### THE TASK
Copy the part of the entries that opens with the line containing "One marker serves each instance of the man's ear." and runs through the end of the entries, keeping every line, requests included. Raise each coordinate in the answers by 46.

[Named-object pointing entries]

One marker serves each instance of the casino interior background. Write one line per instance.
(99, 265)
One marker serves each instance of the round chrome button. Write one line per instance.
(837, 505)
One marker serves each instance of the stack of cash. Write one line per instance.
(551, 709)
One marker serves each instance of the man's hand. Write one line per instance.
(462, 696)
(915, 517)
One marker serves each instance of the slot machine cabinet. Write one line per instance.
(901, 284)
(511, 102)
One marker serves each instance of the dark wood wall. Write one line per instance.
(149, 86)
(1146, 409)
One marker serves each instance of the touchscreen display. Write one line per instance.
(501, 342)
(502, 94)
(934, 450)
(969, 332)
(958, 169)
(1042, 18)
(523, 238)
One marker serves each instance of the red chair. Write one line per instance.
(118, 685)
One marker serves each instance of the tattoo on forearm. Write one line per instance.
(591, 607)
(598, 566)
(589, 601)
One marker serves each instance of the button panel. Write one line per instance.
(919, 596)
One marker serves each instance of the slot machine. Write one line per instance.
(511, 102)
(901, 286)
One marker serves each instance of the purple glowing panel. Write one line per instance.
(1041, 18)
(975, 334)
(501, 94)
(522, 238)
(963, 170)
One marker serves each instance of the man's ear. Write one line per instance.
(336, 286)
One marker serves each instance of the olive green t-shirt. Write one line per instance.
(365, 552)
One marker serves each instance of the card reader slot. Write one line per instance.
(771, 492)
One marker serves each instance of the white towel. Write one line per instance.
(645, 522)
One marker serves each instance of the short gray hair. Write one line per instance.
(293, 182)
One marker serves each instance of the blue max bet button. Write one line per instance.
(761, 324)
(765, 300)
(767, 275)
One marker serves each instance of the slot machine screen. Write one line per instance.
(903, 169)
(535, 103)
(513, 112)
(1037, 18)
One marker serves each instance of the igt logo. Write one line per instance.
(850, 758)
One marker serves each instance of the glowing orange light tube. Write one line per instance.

### EXPECTED ANSWER
One marker serves each instance of the man's ear. Write one line per instance.
(382, 332)
One marker serves each instance of the olive green t-shirt. Write one line per instance.
(411, 598)
One marker serves each instance of the card reader slot. Write one line per instance.
(817, 538)
One marker serves each instance of the white towel. Write one line per instance.
(691, 568)
One marker serves each instance of the short gray hair. Write one line per instance.
(339, 228)
One marker serves each instance of the blue max bet button. Write one line per instance.
(807, 370)
(811, 346)
(813, 321)
One marker serves each instance of the slot machine screen. Write one line per instance.
(949, 215)
(581, 149)
(559, 158)
(1083, 64)
One marker serves each instance of the igt logo. Write one line per instance.
(896, 804)
One marker serves each instance of the glowing orange light tube. Write one line per instance.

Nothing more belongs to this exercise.